**WHAT TO DO**
a) In the passage on website niches, what did the author start out promoting?
b) Set down, word for word, the stretch of the passage on website niches from "Some possible ways" through "the examples above.".
c) Resume the passage on website niches from the point where it stops.

**PROVIDED TEXT**
What Is A Niche?

A niche is another word for the topic of your website. For the rest of the book I’ll be using the word ‘niche’, so you can become familiar with internet marketing jargon.
A niche is just a group of people that you can categorize in some way. Golf, cooking, fitness, and tech are broad industries, and not what we’re looking for. What specific subcategories of people can you think of in each of those industries? Here are some random niches I thought of off the top of my head.
- improving your golf swing for seniors
- Golf equipment for kids
- paleo cooking & recipes for families
- how to cook for college students
- indoor exercise equipment (people that live far away from gyms or are too busy to go)
- muscle building for women
- fitness gadgets and wearables (people looking for this type of technology)
- Learning games for kids
See how each of those submarkets targets a much more specific audience? There are many ways to drill down from a broad industry to a targeted niche. There are hundreds of niches within the fitness industry alone, and finding one that makes money is simply a matter of finding one interesting enough to you that you follow through with creating the business.
Some possible ways of defining your niche are simply filling in the blanks: [People] who want to ____. The following examples correspond to the examples above.
Golf
- Seniors who want to improve their golf swing
- Kids who want to learn how to play golf (Or parents that who want to teach their kids golf)
Cooking
- Families who want to eat a paleo diet
- College students who want to cook good food on a budget
Fitness
- People who want to be fit can’t make it to the gym
- People with disabilities who want to stay in shape but need special training equipment
- People who like to exercise but live in cold climates and can’t exercise outdoors all year
- Women who want to gain muscle
- Fitness enthusiasts interested in technology, data tracking
Learning Games
- Parents who want smart kids
Which ones make the most money? ANY niche can make money! Many training courses I’ve seen have you do a bunch of research before picking a topic for your website, but this is now how I am going to teach you. Yeah, niche research can be useful, but it can also be confusing to newbies, meaning lots of people quit right in the beginning because they’re unable to find the perfect idea and get it right the first time around.
Picking that ‘golden ticket’ niche to make you rich is not what we’re shooting for at this point. We just want to find something that works for you, as a beginner. If you can make your first dollar in a niche you really enjoy, you can then use the skills you learned from building that business to start another website later on. By then you will have the skills to do research, test the market, and direct your business with more intent and foresight.
This is exactly what I did. I mentioned that I started out promoting VPNs. It’s something I had decent knowledge about and enjoyed writing about. But I also saw the huge potential in the “make money online” industry, and most recently started a website in that category.
Using what I learned building my previous sites, I was able to grow my new business faster, more efficiently, and more professionally than before. What may have taken me two years before took me one year this time around.
Please don’t stress about whether or not your niche will make money. It will. Any website with traffic can make money!.
Why Do We Need A Niche?
Why not create an “Everything about golf” website instead of targeting something more specific? More topics = more traffic = more money, right?
Yes and no.
Sites like Mashable, Buzzfeed and Lifehacker cover a huge range of topics and rake in the cash because their “shotgun” strategy. But they have big budgets to hire website developers, writers, and social media managers. These articles are not written by experts, and published just to meet a deadline. The readers are savvy to this, as demonstrated by some recent articles I read about craft beer on Buzzfeed and Business Insider.

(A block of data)
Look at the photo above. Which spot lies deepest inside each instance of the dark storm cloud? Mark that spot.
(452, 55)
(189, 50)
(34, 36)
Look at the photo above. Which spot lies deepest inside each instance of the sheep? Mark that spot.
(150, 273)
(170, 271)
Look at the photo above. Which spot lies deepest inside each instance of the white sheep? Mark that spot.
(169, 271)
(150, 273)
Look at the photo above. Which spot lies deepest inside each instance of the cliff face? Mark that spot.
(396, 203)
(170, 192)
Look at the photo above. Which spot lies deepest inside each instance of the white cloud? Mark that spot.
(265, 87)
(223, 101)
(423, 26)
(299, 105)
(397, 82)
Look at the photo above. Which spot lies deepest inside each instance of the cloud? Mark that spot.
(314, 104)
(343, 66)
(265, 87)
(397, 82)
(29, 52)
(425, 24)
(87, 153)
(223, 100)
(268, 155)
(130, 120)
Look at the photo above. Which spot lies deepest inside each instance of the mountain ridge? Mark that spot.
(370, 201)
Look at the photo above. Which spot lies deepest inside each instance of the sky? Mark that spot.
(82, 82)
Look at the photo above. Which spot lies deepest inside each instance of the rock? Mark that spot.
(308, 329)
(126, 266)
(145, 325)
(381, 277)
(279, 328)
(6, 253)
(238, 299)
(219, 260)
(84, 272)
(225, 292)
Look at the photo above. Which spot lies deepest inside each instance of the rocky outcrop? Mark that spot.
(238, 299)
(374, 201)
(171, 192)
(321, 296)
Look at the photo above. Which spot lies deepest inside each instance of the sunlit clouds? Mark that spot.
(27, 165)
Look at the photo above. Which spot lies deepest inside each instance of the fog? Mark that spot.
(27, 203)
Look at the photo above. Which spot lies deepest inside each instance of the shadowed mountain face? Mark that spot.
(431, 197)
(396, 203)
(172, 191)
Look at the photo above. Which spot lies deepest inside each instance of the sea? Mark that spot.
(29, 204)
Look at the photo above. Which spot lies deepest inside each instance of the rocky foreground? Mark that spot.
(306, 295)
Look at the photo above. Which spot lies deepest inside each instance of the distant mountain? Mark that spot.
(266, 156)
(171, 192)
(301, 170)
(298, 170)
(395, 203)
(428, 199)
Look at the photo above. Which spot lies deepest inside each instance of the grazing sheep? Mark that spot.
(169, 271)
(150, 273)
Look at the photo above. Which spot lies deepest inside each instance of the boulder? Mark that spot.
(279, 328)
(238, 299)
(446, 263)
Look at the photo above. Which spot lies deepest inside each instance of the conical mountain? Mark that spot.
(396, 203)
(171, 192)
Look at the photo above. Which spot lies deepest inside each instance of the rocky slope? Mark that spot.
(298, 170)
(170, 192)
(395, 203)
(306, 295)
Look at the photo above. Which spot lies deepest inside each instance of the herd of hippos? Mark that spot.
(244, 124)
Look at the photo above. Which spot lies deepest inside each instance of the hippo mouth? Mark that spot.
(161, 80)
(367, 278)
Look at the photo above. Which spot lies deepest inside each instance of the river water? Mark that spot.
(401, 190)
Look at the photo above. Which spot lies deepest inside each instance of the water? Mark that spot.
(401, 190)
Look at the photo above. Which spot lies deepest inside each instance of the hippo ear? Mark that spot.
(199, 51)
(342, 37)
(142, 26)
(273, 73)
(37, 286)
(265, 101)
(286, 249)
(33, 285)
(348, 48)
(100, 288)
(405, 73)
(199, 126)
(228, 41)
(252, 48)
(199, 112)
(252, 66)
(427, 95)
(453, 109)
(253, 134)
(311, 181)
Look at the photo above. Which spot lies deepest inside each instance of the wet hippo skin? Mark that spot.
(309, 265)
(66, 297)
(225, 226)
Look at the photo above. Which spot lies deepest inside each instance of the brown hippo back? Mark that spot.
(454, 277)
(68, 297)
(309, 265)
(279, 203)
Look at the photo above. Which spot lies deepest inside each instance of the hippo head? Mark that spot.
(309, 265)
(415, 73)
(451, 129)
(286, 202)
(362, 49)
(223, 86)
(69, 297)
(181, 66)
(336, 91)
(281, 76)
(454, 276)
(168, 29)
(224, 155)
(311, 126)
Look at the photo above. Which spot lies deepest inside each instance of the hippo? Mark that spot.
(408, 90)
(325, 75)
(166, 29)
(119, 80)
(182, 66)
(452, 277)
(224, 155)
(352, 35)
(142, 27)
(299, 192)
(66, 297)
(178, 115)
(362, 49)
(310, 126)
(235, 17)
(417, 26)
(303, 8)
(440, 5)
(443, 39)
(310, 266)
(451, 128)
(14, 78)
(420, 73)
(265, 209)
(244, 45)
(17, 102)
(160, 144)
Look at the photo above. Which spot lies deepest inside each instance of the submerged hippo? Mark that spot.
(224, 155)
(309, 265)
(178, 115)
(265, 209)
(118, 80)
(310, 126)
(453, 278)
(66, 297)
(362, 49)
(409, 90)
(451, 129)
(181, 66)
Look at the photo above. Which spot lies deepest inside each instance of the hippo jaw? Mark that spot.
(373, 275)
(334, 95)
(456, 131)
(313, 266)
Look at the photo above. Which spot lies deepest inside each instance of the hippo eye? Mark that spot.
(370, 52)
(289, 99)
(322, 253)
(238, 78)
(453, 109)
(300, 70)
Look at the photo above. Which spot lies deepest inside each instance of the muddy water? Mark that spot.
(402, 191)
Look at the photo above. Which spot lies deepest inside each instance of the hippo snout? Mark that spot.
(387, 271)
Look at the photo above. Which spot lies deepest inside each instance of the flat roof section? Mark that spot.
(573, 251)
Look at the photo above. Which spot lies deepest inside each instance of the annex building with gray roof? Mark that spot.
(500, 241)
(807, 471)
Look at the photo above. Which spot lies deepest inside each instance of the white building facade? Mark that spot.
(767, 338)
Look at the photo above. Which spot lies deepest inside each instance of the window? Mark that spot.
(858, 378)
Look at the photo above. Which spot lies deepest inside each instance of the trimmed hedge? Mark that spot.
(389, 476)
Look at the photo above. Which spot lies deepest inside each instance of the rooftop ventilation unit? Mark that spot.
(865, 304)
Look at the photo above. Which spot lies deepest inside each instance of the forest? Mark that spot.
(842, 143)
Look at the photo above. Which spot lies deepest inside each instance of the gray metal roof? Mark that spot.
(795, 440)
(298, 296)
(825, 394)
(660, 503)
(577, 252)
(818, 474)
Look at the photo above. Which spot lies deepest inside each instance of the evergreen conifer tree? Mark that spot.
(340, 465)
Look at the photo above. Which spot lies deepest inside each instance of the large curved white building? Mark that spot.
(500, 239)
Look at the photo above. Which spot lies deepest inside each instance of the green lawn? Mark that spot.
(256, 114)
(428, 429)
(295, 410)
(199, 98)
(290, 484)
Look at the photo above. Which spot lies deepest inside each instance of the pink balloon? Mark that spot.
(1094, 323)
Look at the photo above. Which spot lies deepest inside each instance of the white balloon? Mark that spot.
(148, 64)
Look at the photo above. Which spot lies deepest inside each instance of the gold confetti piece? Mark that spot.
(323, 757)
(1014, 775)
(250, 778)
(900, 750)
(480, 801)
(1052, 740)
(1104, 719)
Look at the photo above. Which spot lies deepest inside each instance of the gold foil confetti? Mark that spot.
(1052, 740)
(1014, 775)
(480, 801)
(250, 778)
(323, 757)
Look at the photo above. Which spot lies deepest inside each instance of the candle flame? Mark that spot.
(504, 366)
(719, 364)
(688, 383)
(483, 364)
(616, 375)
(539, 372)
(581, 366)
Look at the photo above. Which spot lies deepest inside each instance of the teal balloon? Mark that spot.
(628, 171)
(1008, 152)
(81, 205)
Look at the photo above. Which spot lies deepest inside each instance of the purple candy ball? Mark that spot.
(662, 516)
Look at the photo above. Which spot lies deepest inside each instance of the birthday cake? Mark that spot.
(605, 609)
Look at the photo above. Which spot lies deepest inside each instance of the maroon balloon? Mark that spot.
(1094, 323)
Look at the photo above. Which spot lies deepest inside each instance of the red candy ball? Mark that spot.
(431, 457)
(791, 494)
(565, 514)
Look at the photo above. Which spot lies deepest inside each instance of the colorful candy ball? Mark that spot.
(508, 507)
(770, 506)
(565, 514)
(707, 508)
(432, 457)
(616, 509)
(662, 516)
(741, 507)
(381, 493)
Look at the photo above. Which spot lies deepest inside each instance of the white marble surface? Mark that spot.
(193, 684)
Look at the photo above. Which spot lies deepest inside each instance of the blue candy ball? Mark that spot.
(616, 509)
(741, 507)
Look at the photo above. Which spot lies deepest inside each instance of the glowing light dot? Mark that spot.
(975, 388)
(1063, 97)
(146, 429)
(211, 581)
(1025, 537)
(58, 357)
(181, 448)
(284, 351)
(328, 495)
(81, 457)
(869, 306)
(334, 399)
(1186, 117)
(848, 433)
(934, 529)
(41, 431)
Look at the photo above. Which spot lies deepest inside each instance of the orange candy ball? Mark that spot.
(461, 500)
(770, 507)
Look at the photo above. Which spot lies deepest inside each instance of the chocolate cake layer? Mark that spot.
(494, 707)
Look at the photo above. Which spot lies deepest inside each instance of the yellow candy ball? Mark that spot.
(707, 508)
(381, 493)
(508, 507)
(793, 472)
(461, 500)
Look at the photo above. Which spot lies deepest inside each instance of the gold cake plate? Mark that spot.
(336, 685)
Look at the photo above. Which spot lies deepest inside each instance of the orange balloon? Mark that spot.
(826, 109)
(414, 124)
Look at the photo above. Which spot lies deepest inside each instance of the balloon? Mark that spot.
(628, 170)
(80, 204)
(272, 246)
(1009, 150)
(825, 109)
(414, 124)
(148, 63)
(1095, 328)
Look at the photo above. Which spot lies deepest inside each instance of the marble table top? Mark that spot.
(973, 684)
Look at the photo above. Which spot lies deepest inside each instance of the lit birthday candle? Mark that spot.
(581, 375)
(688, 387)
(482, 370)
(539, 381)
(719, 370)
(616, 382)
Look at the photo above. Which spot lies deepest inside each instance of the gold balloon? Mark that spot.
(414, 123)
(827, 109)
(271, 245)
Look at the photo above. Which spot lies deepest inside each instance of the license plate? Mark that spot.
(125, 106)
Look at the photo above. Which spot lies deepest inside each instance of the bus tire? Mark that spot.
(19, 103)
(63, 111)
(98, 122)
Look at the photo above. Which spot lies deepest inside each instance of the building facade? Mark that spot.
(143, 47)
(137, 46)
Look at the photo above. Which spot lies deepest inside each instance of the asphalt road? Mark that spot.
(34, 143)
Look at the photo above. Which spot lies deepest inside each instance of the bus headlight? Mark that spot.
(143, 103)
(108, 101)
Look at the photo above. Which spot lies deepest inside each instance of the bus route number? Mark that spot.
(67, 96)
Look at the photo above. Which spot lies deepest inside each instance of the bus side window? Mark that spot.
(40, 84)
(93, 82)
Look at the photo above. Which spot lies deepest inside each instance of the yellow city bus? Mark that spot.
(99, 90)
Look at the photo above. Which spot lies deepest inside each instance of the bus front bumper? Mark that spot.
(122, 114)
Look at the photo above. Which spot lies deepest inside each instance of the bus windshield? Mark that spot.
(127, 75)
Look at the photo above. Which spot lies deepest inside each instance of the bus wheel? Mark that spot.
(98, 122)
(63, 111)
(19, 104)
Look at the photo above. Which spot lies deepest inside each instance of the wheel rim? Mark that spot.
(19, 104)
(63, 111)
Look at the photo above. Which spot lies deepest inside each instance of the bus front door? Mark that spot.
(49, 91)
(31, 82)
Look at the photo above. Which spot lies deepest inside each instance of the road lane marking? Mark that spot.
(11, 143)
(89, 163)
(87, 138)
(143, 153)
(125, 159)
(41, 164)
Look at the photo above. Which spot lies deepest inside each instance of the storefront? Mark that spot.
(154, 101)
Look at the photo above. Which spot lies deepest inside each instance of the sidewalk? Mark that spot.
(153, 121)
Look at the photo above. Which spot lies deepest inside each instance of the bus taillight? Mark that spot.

**ANSWERS PROVIDED**
a) VPNs.

b)
Some possible ways of defining your niche are simply filling in the blanks: [People] who want to ____. The following examples correspond to the examples above.

c)
I’m a homebrewer and know quite a bit about craft beer. After reading these articles, I immediately knew that they was not written by someone who knew what they were talking about, and comments on the post reflected my own feelings.
Buzzfeed and Business insider got what they wanted – their money comes from ad revenue so they just want views, and don’t care if readers like what they see or not. If I hate it and share it with my friends to tell them how stupid it was, these guys still make money!
This is NOT the way to build a trusted brand. I would never buy a ‘how to brew beer at home’ guide from these websites. They need tens of thousands of views to make money from ad revenue on those cheesy articles. As affiliate marketers promoting specific products to a targeted audience, we can make money much more efficiently than the big guys.
The point is, we pick a niche is so that we can develop specialized knowledge on a very specific topic. Knowing a lot about one thing is much better than knowing a little bit about everything. By becoming an expert, or trusted source of information, people will buy stuff through our site based on our recommendations.
Another reason is simply to pare away the competition. You are starting at ground zero here, with nothing on your website. You’ll also be doing all the work yourself. How can you expect to compete with a website that’s been around for a decade and has 1000’s of articles and loyal fans? You can’t.
So we target a very small audience to make our job more manageable. The extremely specific articles we write make it easier to rank in search engines, and build traffic slowly over time. Once we start gaining traffic from those low traffic, low competition articles, we can begin to expand into broader topics.
Perhaps the most compelling reason to focus on a specific group of people is so we know who we are talking to!
Let’s look at bodybuilding for example. Though you might think of this as a single group of people, there are actually competing subgroups within this arena.
Some guys want to build muscle mass. They love being the biggest guy at the gym and want nothing but ‘gains’ (slang for gaining muscle mass).
There are other guys that want a ‘cut’ physique, and could care less about size. They want to look good in a tank top and be beach-ready all year long. They don’t care about gains, as long as they get the girls.
If you create a website about bodybuilding, who are you talking to? If you write an article about how to gain weight fast, the beach body guys won’t care. If you write an article about how to lose body fat fast, the muscle dudes will worry about loss of muscle mass.
You could even break it down further to ‘natty’ (natural) or ‘juicing’ (steroids) techniques. Include men vs women, and now we have several possible audiences to target our website to.
- natural bodybuilding gains for men
- safe steroid use for bodybuilding women
- lifting techniques to improve physique
- bodybuilding for strength
How targeted you get depends on your level of interest or expertise in a topic, as well as how big of project you want to take on. It’s also nice to leave yourself some elbow room for growth. Doing something like “freeweight gym exercises for women over 50 to gain strength” might be limiting if you run out of exercise routines to talk about.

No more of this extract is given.